- [What you need to do]: Report each line below that contains the string "target", treating uppercase and lowercase as distinct.

---------------

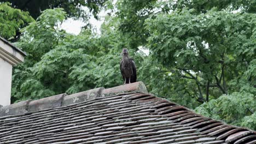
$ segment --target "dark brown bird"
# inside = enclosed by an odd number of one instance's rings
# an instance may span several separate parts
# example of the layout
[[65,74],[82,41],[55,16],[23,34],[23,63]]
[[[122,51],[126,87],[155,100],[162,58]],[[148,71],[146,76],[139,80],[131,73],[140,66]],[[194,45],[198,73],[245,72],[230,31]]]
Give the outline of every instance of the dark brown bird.
[[128,50],[123,49],[123,58],[120,62],[120,70],[124,80],[124,85],[136,82],[136,66],[133,58],[128,56]]

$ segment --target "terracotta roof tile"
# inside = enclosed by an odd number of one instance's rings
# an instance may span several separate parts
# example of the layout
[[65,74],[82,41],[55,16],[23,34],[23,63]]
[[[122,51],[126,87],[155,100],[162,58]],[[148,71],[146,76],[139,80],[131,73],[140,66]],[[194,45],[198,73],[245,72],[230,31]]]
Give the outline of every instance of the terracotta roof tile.
[[[127,87],[131,85],[135,85]],[[1,107],[0,143],[255,143],[255,131],[204,117],[144,93],[139,90],[142,85],[101,88]],[[89,97],[92,93],[93,99]],[[71,99],[75,97],[84,101],[72,103]],[[51,99],[52,104],[33,108],[33,104],[50,103]],[[30,110],[26,106],[30,104]]]

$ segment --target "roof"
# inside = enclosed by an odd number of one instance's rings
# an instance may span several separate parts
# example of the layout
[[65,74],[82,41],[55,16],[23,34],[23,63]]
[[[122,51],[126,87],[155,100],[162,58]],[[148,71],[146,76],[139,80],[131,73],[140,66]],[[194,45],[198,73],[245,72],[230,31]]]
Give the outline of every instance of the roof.
[[205,117],[136,82],[0,108],[0,143],[256,143],[256,132]]
[[10,47],[11,47],[13,49],[15,49],[15,50],[16,50],[17,51],[19,52],[22,55],[23,55],[24,56],[27,56],[27,53],[26,53],[26,52],[22,51],[22,50],[21,50],[20,49],[18,48],[17,47],[15,46],[14,45],[11,44],[11,43],[10,43],[7,40],[5,39],[4,38],[0,37],[0,40],[1,40],[2,41],[3,41],[3,42],[4,42],[5,44],[10,46]]

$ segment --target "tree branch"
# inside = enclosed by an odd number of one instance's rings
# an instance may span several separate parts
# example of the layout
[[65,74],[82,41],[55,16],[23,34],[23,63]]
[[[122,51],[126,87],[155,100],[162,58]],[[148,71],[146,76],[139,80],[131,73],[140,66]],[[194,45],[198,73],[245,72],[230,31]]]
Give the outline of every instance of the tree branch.
[[226,92],[224,91],[223,88],[220,86],[220,84],[219,83],[219,80],[218,79],[218,77],[217,76],[215,76],[215,79],[216,80],[216,84],[217,85],[217,87],[222,91],[222,93],[224,94],[227,94]]

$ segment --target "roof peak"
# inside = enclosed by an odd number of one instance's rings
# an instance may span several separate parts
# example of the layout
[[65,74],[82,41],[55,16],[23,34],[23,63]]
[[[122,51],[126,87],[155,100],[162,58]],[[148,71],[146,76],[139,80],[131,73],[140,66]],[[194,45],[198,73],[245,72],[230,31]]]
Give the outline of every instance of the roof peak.
[[131,93],[148,93],[147,88],[141,81],[105,89],[99,87],[70,95],[60,94],[35,100],[27,100],[0,107],[0,117],[22,115],[54,107],[67,106],[97,98]]

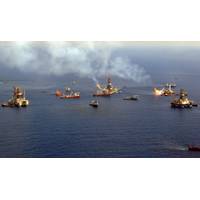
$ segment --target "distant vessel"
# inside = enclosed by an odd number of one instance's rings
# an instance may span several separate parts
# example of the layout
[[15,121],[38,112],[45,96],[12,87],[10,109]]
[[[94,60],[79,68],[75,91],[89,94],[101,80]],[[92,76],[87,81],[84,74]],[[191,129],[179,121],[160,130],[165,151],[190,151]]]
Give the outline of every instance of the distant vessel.
[[97,91],[93,94],[93,96],[103,96],[108,97],[113,94],[119,93],[119,88],[113,87],[111,78],[108,78],[107,86],[101,86],[100,84],[96,84]]
[[56,95],[57,97],[61,97],[61,96],[63,95],[63,93],[62,93],[61,90],[56,90],[55,95]]
[[132,101],[137,101],[138,99],[139,99],[138,95],[133,95],[123,98],[123,100],[132,100]]
[[200,151],[200,146],[188,145],[188,151]]
[[172,108],[192,108],[193,106],[198,106],[198,104],[188,99],[188,93],[184,89],[180,90],[179,98],[171,102]]
[[173,94],[175,94],[175,91],[172,90],[171,85],[168,85],[165,86],[163,89],[154,88],[153,93],[156,96],[172,96]]
[[80,92],[70,92],[69,94],[60,96],[61,99],[79,99]]
[[166,83],[165,87],[175,88],[176,87],[176,83]]
[[95,108],[97,108],[99,106],[99,102],[97,100],[92,100],[90,103],[89,103],[90,106],[93,106]]
[[74,92],[71,88],[65,88],[65,93],[61,90],[56,90],[55,95],[61,99],[79,99],[80,92]]
[[14,87],[11,99],[7,103],[3,103],[2,107],[26,107],[28,105],[29,101],[25,97],[25,90]]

---------------

- [Task solution]:
$ segment --target "dark brown bird"
$ segment --target "terracotta roof tile"
$ segment --target "roof"
$ segment --target "tree branch"
$ segment --target "roof peak"
$ segment --target "distant vessel"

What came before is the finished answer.